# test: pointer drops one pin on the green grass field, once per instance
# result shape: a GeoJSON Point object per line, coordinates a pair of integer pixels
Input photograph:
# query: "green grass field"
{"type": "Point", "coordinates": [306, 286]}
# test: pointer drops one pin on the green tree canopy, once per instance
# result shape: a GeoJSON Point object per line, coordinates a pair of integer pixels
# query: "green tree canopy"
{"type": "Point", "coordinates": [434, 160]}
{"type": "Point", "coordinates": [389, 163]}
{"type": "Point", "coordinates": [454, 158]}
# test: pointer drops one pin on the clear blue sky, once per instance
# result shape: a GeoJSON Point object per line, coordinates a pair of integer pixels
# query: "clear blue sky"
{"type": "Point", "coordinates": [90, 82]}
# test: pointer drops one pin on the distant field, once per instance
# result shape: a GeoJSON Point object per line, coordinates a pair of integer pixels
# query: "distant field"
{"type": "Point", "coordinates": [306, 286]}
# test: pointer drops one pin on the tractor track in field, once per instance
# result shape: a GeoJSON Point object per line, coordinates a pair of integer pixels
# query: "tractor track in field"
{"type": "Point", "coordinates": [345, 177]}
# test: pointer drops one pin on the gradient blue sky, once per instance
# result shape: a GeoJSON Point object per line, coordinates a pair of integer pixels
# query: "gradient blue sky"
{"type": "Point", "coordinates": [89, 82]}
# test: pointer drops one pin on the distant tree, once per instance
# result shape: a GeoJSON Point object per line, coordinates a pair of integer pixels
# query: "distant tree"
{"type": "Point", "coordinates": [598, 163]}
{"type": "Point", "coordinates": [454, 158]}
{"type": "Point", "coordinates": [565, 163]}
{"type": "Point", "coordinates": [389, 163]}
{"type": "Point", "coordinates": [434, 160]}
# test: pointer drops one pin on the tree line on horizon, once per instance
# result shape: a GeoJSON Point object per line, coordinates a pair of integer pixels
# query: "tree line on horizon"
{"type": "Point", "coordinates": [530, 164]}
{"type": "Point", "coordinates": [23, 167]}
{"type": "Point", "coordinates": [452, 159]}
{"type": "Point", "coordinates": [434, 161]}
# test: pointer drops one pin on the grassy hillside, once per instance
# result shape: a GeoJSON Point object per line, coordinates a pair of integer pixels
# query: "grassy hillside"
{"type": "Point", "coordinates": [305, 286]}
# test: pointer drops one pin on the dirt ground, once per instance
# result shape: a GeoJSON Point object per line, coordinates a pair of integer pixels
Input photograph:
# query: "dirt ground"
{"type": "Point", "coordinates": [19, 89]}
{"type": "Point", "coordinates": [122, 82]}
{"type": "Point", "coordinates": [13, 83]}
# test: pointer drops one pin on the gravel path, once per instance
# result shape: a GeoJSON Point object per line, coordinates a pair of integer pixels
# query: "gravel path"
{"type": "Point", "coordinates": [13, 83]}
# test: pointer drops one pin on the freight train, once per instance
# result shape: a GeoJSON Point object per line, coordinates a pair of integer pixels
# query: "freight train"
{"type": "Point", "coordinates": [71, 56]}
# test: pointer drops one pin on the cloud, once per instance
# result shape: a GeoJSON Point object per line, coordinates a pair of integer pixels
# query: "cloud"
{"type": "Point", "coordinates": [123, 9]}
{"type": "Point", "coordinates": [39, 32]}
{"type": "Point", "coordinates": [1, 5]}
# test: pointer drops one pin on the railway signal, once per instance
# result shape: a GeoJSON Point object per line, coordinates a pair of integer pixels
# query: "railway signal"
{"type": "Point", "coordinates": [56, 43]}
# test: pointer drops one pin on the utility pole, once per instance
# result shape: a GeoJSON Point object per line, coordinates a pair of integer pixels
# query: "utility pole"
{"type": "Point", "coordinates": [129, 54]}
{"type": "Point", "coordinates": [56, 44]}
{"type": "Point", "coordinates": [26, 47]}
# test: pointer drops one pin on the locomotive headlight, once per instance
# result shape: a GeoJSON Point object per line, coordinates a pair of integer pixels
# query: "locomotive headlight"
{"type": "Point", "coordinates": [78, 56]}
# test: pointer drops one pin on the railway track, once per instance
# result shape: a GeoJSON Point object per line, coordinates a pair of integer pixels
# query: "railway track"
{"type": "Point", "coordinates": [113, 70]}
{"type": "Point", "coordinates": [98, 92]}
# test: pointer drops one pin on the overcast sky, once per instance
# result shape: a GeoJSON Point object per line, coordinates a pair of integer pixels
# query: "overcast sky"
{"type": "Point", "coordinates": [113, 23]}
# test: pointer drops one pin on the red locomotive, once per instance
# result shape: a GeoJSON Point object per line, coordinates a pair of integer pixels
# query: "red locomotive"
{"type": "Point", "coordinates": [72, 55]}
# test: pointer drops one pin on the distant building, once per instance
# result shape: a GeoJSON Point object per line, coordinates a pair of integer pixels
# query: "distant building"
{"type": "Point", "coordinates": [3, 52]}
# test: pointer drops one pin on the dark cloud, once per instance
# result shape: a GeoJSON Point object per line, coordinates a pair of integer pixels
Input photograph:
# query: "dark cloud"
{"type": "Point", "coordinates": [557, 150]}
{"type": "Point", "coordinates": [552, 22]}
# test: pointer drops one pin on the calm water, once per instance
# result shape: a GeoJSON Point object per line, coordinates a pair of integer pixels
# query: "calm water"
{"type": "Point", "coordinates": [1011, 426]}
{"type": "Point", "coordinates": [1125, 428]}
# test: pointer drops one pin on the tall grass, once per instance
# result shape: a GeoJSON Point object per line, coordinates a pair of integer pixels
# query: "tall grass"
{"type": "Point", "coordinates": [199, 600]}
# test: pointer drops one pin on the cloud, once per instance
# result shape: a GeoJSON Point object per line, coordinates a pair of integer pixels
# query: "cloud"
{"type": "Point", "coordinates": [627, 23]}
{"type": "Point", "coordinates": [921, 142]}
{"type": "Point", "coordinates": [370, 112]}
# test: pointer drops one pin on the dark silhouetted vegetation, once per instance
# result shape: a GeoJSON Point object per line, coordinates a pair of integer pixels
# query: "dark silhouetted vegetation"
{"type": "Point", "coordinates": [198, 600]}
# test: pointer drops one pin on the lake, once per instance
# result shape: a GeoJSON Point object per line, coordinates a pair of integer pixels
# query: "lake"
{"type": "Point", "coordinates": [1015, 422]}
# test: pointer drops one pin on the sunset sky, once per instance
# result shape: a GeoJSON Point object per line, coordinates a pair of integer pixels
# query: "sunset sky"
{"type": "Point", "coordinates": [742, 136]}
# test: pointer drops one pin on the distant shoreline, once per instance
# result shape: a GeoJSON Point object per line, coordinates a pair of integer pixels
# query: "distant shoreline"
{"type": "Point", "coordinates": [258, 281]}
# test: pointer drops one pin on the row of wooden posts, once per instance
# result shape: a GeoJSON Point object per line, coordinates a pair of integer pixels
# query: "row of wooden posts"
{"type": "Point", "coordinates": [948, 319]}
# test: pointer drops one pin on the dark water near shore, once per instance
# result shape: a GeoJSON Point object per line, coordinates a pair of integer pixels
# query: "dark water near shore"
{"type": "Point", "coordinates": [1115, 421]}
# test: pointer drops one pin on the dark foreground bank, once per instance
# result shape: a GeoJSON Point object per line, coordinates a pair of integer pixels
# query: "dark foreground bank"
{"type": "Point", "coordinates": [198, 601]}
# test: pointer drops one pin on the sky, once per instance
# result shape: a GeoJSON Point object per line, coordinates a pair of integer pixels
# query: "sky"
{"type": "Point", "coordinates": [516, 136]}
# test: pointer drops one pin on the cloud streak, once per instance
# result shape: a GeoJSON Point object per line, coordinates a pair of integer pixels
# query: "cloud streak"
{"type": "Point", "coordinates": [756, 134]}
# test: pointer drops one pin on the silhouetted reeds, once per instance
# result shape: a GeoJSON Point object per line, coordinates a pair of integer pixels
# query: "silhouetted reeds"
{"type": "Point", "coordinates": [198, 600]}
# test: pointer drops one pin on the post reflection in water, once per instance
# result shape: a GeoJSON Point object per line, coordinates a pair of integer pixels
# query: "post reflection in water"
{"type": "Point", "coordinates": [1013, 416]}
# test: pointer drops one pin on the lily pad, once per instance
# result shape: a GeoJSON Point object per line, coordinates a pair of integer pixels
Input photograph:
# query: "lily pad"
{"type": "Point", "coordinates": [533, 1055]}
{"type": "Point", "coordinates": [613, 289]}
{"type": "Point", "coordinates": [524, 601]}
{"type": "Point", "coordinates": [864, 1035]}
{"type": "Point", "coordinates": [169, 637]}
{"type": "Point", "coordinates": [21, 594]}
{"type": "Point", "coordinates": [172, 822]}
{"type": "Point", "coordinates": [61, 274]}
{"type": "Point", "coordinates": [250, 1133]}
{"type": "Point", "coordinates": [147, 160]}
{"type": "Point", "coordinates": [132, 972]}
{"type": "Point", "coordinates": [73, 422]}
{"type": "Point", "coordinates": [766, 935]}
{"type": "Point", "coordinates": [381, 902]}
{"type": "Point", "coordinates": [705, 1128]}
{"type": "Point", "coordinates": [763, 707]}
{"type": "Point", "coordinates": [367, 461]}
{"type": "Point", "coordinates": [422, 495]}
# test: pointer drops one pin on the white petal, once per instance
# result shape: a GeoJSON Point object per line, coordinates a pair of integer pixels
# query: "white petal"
--------------------------------------------------
### Requirement
The line containing "# test: pointer drops one pin on the white" and every line after it, through the end of the records, should be repeated exactly and alone.

### Expected answer
# test: pointer drops one pin on the white petal, once per instance
# result shape: a GeoJSON Point object per line, coordinates a pair of integer pixels
# query: "white petal"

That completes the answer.